-- TASK ITEM --
Produce as output only the lines below starting at the line with "detect jacket collar." and continuing through the line with "to detect blue", each one exactly as written.

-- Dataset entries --
════════
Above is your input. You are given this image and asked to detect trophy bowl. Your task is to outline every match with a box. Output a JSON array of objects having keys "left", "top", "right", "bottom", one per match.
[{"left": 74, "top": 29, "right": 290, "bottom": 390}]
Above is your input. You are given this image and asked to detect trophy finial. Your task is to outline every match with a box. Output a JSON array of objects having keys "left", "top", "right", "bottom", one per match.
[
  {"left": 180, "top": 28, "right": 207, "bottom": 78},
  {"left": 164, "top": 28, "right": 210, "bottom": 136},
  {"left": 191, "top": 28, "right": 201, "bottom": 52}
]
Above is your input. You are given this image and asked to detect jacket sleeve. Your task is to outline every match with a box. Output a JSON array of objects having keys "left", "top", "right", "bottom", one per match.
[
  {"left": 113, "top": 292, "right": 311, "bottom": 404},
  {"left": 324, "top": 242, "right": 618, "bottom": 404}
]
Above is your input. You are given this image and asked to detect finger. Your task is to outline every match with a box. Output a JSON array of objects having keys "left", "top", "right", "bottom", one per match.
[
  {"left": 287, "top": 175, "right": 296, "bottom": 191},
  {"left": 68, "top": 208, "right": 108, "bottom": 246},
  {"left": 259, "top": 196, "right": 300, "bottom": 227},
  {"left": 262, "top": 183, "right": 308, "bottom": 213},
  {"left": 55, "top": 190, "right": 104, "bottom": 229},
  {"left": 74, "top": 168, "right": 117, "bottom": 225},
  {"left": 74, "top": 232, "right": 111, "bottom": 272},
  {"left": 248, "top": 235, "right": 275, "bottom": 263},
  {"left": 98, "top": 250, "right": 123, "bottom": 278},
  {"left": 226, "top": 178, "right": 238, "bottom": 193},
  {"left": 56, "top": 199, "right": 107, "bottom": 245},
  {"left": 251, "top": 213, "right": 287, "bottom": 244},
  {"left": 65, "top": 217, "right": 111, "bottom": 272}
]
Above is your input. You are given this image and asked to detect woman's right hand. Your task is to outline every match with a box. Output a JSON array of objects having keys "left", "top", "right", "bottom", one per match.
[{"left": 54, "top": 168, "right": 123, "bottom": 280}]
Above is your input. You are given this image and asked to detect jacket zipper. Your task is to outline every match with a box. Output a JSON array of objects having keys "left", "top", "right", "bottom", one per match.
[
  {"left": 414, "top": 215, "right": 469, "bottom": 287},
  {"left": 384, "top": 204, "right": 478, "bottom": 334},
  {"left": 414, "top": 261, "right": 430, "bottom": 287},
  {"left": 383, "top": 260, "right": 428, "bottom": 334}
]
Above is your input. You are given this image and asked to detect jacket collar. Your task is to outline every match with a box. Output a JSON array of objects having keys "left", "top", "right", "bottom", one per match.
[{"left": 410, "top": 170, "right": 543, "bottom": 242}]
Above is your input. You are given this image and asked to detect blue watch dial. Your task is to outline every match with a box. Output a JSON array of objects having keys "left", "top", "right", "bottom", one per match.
════════
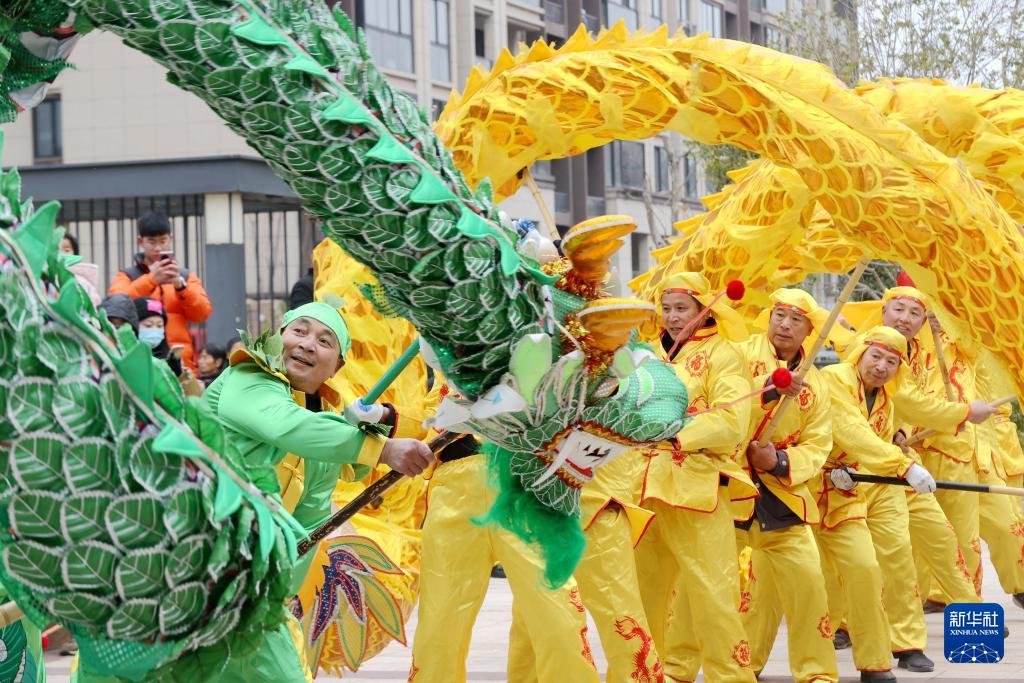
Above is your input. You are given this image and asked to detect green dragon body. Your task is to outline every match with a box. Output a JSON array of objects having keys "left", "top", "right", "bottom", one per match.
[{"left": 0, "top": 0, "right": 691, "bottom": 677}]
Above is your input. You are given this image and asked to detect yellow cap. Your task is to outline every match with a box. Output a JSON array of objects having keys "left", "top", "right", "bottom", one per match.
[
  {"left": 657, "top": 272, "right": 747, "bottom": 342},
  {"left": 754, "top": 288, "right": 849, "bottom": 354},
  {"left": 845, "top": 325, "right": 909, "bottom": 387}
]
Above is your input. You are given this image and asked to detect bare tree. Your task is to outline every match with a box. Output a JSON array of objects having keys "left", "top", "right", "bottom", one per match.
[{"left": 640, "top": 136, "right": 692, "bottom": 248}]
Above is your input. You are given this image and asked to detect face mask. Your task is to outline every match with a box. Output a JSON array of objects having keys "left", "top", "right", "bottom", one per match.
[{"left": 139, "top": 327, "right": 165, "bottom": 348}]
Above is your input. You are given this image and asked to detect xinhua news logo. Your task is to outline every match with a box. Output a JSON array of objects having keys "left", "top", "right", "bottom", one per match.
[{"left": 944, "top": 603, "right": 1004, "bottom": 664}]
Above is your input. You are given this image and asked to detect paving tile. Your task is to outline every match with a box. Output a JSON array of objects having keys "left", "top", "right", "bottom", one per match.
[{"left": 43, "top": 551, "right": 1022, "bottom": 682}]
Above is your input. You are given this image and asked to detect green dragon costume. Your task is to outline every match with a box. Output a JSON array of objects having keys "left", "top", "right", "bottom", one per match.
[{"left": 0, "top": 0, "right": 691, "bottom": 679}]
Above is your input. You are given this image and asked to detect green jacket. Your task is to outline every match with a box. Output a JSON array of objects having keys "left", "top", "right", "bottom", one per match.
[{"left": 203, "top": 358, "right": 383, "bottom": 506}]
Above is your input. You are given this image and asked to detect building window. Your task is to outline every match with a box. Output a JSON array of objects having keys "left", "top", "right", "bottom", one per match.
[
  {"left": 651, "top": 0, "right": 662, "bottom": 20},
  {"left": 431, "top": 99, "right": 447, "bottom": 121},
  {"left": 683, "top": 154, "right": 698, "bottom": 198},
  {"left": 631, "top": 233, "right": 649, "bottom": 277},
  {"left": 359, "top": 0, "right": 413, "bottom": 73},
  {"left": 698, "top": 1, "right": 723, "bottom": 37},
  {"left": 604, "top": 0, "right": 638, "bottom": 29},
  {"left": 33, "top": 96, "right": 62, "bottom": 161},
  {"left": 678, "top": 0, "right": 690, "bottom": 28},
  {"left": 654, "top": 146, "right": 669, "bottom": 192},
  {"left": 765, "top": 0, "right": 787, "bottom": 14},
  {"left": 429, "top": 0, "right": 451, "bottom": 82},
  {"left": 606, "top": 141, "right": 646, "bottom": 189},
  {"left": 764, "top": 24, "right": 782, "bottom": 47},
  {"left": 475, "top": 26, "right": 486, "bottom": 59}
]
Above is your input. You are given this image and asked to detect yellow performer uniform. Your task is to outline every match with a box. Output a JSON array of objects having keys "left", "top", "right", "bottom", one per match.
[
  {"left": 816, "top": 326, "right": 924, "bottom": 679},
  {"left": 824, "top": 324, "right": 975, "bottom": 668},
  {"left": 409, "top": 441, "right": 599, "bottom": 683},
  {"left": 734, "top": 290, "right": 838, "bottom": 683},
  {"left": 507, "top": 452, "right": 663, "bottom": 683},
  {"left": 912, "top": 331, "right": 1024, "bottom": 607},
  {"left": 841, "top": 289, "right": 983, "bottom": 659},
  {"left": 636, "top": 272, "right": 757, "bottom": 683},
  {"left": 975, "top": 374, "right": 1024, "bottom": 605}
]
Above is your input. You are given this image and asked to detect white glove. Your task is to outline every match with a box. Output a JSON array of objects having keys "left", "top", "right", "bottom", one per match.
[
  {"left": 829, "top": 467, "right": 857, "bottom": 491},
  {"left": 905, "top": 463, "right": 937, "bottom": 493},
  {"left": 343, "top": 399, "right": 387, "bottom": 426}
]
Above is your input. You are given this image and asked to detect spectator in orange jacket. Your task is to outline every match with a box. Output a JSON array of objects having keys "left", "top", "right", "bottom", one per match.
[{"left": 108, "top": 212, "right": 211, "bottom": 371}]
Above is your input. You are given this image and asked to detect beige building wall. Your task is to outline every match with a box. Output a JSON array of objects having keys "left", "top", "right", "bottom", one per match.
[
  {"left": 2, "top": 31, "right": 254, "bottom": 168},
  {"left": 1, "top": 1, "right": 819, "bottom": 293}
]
════════
-- SOLUTION TO THE PROBLEM --
Above is your input. You are given this image and asked to detect jacket collar. Your task is to outline every match with a box. Output a JSON array of objects having keys "left", "top", "right", "bottom", one per match.
[{"left": 410, "top": 170, "right": 543, "bottom": 242}]
Above is your input. You are given this image and asked to detect blue watch dial. Your task is to outline every match with a box. Output a JSON array of objects having keys "left", "top", "right", "bottom", one per match.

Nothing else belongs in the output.